> TAREFA PEDIDA A:
Filtre os registros e copie cada linha que contenha a palavra "pole". Maiúsculas e minúsculas fazem diferença.

> TEXTO EXIBIDO:

++++++

Por um lado estão famílias, amigos e associações civis que, desde o dia 26 de setembro de 2014 querem saber o que aconteceu com 43 jovens, alunos da escola rural Raúl Isidro Burgos, em Ayotzinapa (estado de Guerrero), que desapareceram quando tentavam viajar para a Cidade do México para participar de uma manifestação. Foram interceptados pelas forças de segurança e entregues a um cartel local, o Guerreros Unidos. O resultado de investigações preliminares indica que foram mortos nessa ação conjunta. O caso evidenciou como autoridades locais e cartéis de narcotráfico estão intimamente ligados no interior do México, onde prefeitos e outros representantes se elegem com o dinheiro vindo da droga e, por sua vez, fazem vista grossa às atividades ilícitas da facções criminosas.

++++++

> DADOS DE ENTRADA:
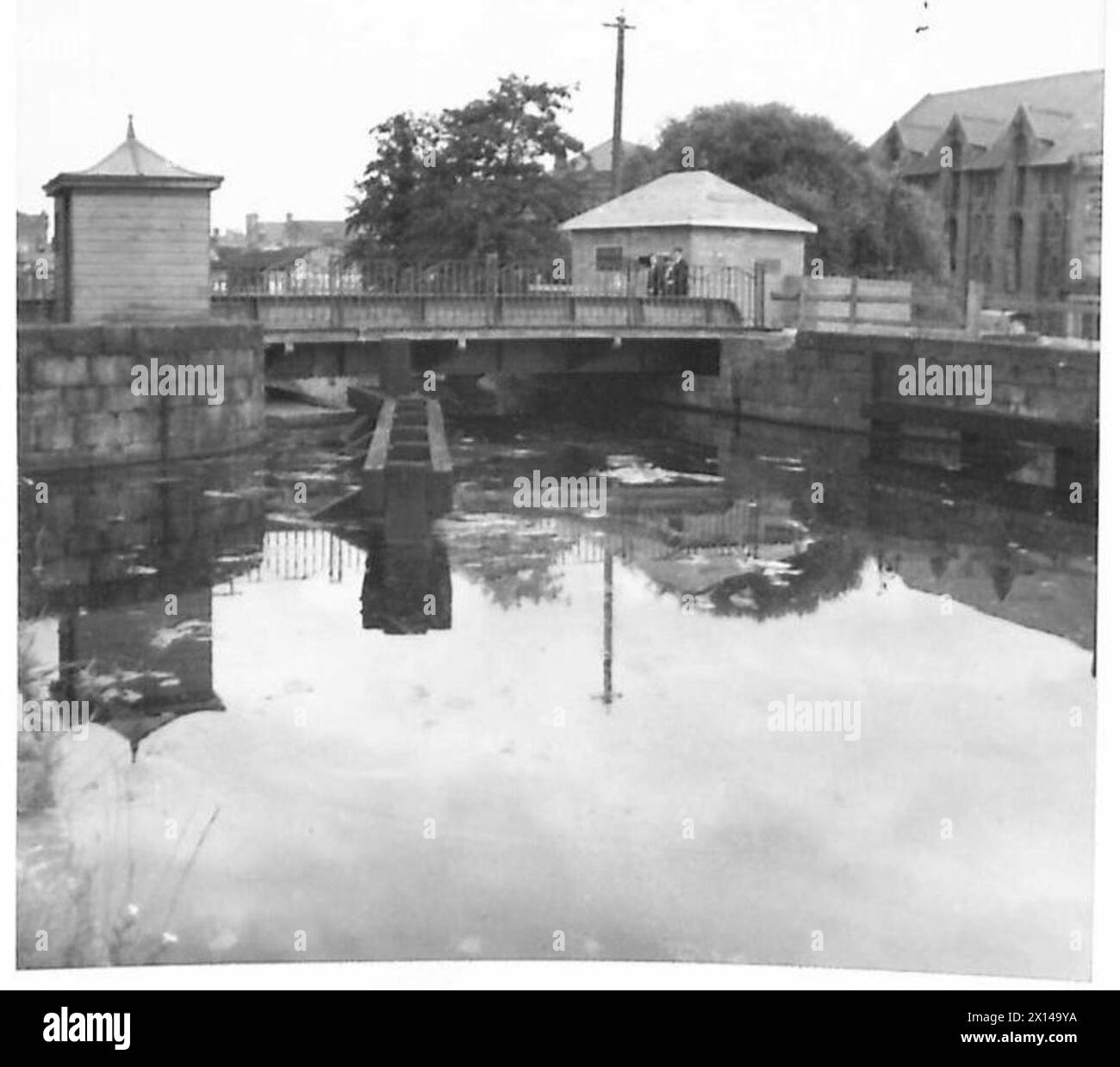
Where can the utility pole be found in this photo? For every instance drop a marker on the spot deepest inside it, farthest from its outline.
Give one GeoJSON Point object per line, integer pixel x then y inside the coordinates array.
{"type": "Point", "coordinates": [616, 140]}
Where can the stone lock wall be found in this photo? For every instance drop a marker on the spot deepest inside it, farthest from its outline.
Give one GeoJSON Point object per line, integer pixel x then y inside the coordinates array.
{"type": "Point", "coordinates": [78, 407]}
{"type": "Point", "coordinates": [824, 379]}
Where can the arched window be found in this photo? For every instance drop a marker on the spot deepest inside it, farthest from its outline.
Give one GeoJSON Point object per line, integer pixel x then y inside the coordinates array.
{"type": "Point", "coordinates": [1015, 260]}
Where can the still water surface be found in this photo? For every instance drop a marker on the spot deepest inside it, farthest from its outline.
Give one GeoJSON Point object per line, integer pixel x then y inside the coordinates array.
{"type": "Point", "coordinates": [529, 723]}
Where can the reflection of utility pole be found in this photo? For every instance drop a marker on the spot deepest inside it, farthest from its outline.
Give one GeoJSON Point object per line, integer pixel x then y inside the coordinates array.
{"type": "Point", "coordinates": [608, 625]}
{"type": "Point", "coordinates": [616, 139]}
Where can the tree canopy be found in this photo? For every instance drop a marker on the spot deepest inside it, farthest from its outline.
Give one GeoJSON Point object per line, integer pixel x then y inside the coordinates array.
{"type": "Point", "coordinates": [470, 182]}
{"type": "Point", "coordinates": [481, 179]}
{"type": "Point", "coordinates": [868, 224]}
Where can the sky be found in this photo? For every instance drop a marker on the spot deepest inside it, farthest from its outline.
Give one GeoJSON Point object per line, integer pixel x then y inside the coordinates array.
{"type": "Point", "coordinates": [279, 96]}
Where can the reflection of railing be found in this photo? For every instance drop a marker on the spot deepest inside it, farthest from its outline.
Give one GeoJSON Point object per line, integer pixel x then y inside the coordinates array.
{"type": "Point", "coordinates": [296, 555]}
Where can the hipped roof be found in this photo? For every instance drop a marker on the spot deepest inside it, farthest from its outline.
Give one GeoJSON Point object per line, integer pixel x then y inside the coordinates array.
{"type": "Point", "coordinates": [133, 164]}
{"type": "Point", "coordinates": [690, 198]}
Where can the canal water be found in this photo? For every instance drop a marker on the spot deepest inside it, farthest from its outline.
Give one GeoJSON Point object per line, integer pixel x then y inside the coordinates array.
{"type": "Point", "coordinates": [531, 734]}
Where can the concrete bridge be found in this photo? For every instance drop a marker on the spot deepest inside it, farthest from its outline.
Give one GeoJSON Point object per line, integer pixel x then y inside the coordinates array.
{"type": "Point", "coordinates": [298, 318]}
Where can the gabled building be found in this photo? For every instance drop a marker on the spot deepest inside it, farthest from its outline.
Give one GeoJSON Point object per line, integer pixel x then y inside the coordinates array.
{"type": "Point", "coordinates": [314, 232]}
{"type": "Point", "coordinates": [1017, 171]}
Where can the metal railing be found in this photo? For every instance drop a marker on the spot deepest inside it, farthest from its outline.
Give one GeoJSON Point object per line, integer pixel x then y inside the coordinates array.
{"type": "Point", "coordinates": [460, 278]}
{"type": "Point", "coordinates": [476, 294]}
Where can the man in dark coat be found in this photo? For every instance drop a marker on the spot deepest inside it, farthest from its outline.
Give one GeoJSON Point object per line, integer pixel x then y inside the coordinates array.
{"type": "Point", "coordinates": [676, 276]}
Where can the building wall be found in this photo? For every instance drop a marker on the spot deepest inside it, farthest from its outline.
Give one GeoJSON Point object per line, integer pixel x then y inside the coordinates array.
{"type": "Point", "coordinates": [1061, 219]}
{"type": "Point", "coordinates": [139, 254]}
{"type": "Point", "coordinates": [77, 406]}
{"type": "Point", "coordinates": [701, 245]}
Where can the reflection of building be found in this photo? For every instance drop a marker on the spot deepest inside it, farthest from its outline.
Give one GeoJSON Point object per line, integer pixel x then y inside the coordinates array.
{"type": "Point", "coordinates": [407, 586]}
{"type": "Point", "coordinates": [1017, 169]}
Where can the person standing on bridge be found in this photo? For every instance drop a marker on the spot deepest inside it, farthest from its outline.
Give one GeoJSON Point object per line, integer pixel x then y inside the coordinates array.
{"type": "Point", "coordinates": [676, 276]}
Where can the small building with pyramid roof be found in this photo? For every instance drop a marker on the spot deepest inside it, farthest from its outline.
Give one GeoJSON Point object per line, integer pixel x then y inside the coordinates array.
{"type": "Point", "coordinates": [131, 239]}
{"type": "Point", "coordinates": [716, 224]}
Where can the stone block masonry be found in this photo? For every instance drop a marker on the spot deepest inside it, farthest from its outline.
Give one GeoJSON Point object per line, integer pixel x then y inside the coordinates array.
{"type": "Point", "coordinates": [824, 379]}
{"type": "Point", "coordinates": [78, 406]}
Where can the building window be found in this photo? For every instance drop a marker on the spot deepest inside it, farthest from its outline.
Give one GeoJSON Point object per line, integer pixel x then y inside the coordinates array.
{"type": "Point", "coordinates": [1015, 264]}
{"type": "Point", "coordinates": [608, 257]}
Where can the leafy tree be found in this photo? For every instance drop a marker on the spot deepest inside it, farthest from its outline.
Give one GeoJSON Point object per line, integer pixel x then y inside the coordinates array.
{"type": "Point", "coordinates": [867, 224]}
{"type": "Point", "coordinates": [470, 182]}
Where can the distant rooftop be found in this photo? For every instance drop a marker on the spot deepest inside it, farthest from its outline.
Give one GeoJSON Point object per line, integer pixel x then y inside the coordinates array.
{"type": "Point", "coordinates": [690, 198]}
{"type": "Point", "coordinates": [1065, 110]}
{"type": "Point", "coordinates": [598, 157]}
{"type": "Point", "coordinates": [133, 163]}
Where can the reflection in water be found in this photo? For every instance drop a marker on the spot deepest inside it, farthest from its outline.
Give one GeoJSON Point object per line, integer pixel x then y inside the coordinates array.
{"type": "Point", "coordinates": [407, 588]}
{"type": "Point", "coordinates": [712, 586]}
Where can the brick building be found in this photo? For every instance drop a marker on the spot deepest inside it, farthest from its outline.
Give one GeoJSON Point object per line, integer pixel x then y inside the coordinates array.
{"type": "Point", "coordinates": [1017, 169]}
{"type": "Point", "coordinates": [131, 238]}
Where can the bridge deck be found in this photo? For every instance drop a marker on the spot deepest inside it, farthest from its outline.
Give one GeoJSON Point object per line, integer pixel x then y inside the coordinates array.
{"type": "Point", "coordinates": [417, 317]}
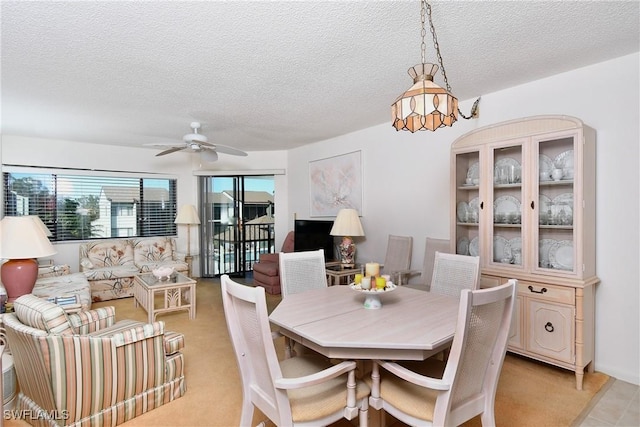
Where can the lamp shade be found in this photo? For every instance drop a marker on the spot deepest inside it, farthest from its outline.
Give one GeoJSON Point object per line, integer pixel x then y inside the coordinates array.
{"type": "Point", "coordinates": [187, 215]}
{"type": "Point", "coordinates": [347, 223]}
{"type": "Point", "coordinates": [23, 238]}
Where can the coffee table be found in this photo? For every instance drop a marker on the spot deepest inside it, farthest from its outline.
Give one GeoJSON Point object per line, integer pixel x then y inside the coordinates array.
{"type": "Point", "coordinates": [173, 294]}
{"type": "Point", "coordinates": [337, 271]}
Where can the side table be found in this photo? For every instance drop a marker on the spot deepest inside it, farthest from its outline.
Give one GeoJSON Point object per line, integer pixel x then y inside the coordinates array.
{"type": "Point", "coordinates": [8, 380]}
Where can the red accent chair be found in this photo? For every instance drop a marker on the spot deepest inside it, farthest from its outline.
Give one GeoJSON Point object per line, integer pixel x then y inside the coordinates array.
{"type": "Point", "coordinates": [266, 272]}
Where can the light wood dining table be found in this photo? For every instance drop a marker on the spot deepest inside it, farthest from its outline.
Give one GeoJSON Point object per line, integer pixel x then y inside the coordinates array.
{"type": "Point", "coordinates": [411, 324]}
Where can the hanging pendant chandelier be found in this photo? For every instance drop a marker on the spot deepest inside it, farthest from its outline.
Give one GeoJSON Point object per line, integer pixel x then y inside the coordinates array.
{"type": "Point", "coordinates": [427, 106]}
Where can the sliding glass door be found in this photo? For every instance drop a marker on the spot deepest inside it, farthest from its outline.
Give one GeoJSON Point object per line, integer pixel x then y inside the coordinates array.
{"type": "Point", "coordinates": [238, 216]}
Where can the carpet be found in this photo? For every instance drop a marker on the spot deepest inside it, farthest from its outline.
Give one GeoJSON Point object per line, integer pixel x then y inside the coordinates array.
{"type": "Point", "coordinates": [529, 393]}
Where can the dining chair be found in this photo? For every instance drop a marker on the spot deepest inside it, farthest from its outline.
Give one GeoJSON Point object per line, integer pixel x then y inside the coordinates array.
{"type": "Point", "coordinates": [302, 271]}
{"type": "Point", "coordinates": [299, 391]}
{"type": "Point", "coordinates": [453, 272]}
{"type": "Point", "coordinates": [432, 246]}
{"type": "Point", "coordinates": [397, 260]}
{"type": "Point", "coordinates": [299, 272]}
{"type": "Point", "coordinates": [437, 393]}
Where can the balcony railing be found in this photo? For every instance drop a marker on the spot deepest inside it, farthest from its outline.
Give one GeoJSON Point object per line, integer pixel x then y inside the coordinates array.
{"type": "Point", "coordinates": [254, 239]}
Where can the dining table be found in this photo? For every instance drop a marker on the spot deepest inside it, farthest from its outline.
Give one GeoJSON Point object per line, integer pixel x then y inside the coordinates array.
{"type": "Point", "coordinates": [411, 324]}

++++++

> TAREFA PEDIDA B:
Leve adiante o texto sobre os 43 estudantes desaparecidos de Ayotzinapa, começando logo depois da última frase.

> RESPOSTA A:
Where can the utility pole be found in this photo? For every instance drop a marker on the spot deepest inside it, farthest from its outline.
Where can the reflection of utility pole be found in this photo? For every instance drop a marker on the spot deepest inside it, farthest from its outline.

> RESPOSTA B:
Por outro lado estão peritos mexicanos e organizações internacionais que foram chamadas pelas famílias para ajudar na busca e na identificação de prováveis restos humanos desses garotos. Uma delas é o laboratório genético da Universidade de Innsbruck, na Áustria. A outra, uma das mais reconhecidas do mundo nesse tipo de trabalho, é a Equipe Argentina de Antropologia Forense (EAAF). “Nós nunca desistimos, e as famílias dos desaparecidos de Ayotzinapa também nunca desistiram e nossa busca vai continuar”, contou à Folha, por telefone, desde Nova York, Mercedes Doretti, que é uma das fundadoras e diretora para as atividades da equipe na América do Norte e Central.
Na última terça-feira (7), um pequeno avanço foi feito, mas que deve ser celebrado como grande vitória, ao mesmo tempo que confirma essa tragédia tão grande. Foi realizada a terceira identificação de um dos estudantes mortos naquela noite. Trata-se de Christian Alfonso Rodríguez Telumbre, que tinha 19 anos. Um dos fragmentos de seus ossos do pé foi encontrado, levado aos laboratórios forenses, e confirmado pela EAAF como sendo de Christian.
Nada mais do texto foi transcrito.